● TASK GOAL
Below are records; output exactly the lines from the one with "A quick favor: can you find the motorcycle" through their final line.

● DATA FOR THIS EXERCISE
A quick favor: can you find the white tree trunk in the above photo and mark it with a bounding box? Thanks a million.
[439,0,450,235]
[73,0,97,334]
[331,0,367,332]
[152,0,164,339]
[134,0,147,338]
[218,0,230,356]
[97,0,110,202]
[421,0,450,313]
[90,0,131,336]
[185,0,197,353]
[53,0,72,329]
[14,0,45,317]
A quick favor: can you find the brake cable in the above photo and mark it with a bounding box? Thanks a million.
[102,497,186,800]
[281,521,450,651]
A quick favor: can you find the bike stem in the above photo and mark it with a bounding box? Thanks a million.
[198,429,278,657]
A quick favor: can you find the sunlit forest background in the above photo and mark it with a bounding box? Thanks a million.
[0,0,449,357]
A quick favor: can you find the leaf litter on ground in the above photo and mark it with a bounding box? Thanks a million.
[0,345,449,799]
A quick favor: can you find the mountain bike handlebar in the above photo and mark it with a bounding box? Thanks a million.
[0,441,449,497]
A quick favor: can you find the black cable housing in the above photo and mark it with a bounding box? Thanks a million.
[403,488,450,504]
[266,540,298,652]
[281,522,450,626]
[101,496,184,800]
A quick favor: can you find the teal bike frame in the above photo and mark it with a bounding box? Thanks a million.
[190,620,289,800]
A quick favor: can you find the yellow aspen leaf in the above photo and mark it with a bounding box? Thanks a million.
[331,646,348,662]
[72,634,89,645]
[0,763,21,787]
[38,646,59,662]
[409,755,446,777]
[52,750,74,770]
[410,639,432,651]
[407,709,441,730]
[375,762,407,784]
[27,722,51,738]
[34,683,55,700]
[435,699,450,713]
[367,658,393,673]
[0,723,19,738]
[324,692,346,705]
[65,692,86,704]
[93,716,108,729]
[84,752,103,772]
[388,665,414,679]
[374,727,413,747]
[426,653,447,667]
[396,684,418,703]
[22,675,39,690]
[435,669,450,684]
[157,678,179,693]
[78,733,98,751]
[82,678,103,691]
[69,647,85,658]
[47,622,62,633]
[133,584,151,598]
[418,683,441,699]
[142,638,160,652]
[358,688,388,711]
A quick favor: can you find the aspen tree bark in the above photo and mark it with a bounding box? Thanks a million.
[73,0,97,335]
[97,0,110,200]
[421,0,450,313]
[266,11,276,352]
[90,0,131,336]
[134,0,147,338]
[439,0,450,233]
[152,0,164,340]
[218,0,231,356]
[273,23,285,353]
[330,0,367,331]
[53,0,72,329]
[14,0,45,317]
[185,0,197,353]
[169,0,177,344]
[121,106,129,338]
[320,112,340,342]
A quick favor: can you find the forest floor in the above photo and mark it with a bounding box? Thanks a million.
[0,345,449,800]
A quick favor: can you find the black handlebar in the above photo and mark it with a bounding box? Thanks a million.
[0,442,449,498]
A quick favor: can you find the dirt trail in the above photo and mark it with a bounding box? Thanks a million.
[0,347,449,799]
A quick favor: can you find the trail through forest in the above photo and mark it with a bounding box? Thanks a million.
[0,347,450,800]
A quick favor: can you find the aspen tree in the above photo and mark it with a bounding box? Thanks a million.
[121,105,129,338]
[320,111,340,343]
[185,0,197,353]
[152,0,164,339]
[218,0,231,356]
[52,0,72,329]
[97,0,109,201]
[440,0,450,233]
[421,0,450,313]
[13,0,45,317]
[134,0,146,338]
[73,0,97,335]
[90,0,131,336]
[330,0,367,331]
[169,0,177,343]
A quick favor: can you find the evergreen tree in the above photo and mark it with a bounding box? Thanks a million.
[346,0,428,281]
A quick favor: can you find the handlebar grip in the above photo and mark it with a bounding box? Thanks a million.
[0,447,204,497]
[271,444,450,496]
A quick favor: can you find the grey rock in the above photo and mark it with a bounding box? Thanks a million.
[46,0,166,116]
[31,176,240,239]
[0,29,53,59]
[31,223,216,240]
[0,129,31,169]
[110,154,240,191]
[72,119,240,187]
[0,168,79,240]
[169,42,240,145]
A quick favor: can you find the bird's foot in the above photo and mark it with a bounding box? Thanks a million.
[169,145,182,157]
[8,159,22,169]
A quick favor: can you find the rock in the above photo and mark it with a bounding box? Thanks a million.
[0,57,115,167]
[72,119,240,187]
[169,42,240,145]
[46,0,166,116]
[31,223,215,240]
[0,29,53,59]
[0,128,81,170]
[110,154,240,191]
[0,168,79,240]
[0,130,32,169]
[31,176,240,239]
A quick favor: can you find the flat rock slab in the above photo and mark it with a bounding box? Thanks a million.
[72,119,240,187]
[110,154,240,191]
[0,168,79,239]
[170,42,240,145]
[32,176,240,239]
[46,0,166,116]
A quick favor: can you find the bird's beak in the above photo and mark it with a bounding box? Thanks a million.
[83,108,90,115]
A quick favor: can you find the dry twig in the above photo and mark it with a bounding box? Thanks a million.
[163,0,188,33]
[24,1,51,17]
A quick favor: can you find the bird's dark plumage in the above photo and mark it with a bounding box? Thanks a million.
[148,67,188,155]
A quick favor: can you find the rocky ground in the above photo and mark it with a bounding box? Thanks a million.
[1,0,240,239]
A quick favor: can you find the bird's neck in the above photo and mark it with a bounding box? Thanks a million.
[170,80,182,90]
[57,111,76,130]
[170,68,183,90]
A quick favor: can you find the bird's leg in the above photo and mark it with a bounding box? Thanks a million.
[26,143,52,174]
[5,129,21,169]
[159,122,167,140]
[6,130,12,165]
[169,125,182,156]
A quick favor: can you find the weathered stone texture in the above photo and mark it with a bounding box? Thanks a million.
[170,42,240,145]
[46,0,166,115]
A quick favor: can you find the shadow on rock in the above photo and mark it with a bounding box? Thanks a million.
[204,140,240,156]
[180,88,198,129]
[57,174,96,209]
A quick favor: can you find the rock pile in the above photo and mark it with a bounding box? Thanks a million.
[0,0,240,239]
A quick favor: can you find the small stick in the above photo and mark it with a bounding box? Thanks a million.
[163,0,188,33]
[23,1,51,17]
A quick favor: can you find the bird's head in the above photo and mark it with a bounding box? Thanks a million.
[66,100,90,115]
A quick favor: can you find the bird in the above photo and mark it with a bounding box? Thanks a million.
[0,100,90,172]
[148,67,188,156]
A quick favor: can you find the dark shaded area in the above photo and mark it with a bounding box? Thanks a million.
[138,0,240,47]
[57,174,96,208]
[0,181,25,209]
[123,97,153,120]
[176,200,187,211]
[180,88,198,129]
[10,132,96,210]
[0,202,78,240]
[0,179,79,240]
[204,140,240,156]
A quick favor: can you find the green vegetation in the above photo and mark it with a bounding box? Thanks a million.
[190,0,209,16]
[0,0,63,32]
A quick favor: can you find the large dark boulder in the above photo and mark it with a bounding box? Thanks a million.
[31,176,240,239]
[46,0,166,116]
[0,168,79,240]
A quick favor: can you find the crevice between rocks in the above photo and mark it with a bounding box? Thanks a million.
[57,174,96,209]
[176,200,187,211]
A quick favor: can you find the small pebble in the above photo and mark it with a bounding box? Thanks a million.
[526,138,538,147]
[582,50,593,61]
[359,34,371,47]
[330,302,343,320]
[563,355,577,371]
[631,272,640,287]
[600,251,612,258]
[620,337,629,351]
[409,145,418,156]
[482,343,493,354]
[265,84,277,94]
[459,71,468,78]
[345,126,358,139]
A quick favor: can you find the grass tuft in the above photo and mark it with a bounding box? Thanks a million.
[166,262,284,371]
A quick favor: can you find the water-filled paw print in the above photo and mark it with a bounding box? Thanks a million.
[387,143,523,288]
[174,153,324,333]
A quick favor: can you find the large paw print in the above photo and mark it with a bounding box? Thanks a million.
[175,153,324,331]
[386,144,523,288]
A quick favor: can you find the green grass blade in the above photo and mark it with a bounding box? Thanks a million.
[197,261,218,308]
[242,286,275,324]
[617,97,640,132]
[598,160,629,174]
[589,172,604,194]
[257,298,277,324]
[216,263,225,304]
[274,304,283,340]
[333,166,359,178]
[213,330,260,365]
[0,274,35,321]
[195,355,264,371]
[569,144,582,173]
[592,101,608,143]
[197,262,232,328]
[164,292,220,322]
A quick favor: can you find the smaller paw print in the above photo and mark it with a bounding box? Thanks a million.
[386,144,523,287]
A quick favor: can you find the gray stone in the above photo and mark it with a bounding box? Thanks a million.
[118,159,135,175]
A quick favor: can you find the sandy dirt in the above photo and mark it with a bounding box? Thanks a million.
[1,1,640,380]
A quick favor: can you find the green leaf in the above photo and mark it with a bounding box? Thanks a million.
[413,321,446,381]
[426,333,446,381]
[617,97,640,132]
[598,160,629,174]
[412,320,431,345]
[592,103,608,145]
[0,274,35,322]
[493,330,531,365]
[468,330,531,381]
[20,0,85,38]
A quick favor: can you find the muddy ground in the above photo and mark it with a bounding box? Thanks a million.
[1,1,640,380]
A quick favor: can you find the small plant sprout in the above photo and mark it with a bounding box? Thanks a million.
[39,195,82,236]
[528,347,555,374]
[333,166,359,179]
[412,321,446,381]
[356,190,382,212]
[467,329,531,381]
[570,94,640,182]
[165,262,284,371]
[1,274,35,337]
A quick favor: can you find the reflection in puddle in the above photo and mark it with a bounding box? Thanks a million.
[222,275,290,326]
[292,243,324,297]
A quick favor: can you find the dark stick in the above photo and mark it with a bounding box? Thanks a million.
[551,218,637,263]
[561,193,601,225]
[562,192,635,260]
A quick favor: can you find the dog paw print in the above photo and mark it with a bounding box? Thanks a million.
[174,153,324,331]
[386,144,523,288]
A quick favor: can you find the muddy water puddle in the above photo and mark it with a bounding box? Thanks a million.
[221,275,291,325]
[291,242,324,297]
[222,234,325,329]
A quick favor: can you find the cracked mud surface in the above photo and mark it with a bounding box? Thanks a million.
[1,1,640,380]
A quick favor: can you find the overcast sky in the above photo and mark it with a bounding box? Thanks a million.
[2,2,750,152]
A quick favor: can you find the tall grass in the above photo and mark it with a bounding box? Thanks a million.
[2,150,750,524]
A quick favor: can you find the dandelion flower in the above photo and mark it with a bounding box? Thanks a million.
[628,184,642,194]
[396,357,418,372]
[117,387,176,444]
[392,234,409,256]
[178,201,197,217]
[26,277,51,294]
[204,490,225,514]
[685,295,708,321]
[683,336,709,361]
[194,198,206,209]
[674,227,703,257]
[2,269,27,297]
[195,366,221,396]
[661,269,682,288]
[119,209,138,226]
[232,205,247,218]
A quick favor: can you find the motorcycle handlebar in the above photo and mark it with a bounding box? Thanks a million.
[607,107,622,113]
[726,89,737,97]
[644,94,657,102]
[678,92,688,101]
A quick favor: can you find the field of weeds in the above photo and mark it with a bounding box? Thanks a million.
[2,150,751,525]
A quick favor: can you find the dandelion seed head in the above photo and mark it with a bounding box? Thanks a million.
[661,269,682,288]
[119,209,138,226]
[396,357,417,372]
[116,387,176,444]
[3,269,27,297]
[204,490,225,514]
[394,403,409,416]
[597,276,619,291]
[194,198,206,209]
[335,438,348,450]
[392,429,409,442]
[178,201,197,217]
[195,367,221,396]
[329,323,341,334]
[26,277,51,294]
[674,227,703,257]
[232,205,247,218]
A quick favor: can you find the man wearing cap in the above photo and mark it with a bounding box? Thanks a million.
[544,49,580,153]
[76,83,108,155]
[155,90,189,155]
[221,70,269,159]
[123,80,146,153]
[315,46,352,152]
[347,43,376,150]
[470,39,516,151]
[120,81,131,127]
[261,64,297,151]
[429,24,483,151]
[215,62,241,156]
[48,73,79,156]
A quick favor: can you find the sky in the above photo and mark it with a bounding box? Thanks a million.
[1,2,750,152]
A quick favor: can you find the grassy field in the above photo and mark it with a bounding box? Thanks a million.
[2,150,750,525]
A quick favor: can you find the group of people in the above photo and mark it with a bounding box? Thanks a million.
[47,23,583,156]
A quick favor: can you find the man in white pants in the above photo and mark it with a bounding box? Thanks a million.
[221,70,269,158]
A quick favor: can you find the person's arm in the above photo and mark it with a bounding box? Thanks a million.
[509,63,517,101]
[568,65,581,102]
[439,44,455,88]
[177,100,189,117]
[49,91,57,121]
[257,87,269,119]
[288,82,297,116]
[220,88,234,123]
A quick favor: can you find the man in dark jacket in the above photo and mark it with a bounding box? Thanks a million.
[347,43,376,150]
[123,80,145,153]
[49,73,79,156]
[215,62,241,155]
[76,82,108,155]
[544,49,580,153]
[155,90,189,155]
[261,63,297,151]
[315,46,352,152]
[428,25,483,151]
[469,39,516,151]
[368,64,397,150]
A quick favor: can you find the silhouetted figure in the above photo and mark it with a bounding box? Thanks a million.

● RESPONSE TO THE EXERCISE
A quick favor: can you find the motorcycle handlebar in the above photo and mark it with a bounding box? Thanks a million.
[607,107,622,113]
[726,89,737,97]
[644,94,657,102]
[678,92,688,101]
A quick favor: can you find the field of weeds in the above photo and mark it with a bounding box? Thanks a million.
[2,150,751,525]
A quick favor: can you find the dandelion seed head in the above photo and mark it with a bounding box? Thanks a million.
[661,269,682,288]
[119,209,138,226]
[396,357,417,372]
[116,387,176,444]
[3,269,27,297]
[204,490,225,514]
[394,403,409,416]
[597,276,619,291]
[194,198,206,209]
[335,438,348,450]
[392,429,409,442]
[178,201,197,217]
[195,367,221,396]
[329,323,341,334]
[26,277,51,294]
[674,227,703,257]
[232,205,247,218]
A quick favor: can you find the man wearing cap in the above photo and mark it with a bounding box? Thanks a million.
[544,49,580,153]
[76,83,108,155]
[155,90,189,155]
[221,70,269,159]
[123,80,146,153]
[315,46,352,152]
[347,43,376,150]
[470,39,516,151]
[120,81,131,127]
[261,64,297,151]
[429,24,483,151]
[215,62,241,156]
[48,73,79,156]
A quick favor: can you find the sky in the above photo and mark it with a bounding box? Thanks a million.
[1,2,750,152]
A quick favor: can you find the grassy field in the above photo and mark it with a bounding box? Thanks a million.
[2,150,750,525]
A quick favor: can you find the group of people in the above photo and mark it with a bounding box? Thanks a million.
[47,23,583,156]
A quick favor: can you find the man in white pants in the above photo and mark it with a bounding box? Thanks a million.
[221,70,269,158]
A quick favor: can you find the person's arm in the above photo and mark it with a bounding box? Thanks a million.
[509,63,517,101]
[568,65,581,102]
[439,44,455,88]
[177,100,189,117]
[49,91,57,121]
[257,87,269,119]
[288,82,297,116]
[220,88,234,123]
A quick favor: can you find the man in dark jacket in the above photo and mark it with a bounding box? Thanks a million.
[347,43,376,150]
[123,80,145,153]
[49,73,79,156]
[215,62,241,155]
[76,82,108,155]
[544,49,580,153]
[155,90,189,155]
[261,63,297,151]
[315,46,352,152]
[428,25,483,151]
[469,39,516,151]
[368,64,397,150]
A quick favor: can you find the silhouetted figure in the above photo and mark it with a bounding box? Thanks a million.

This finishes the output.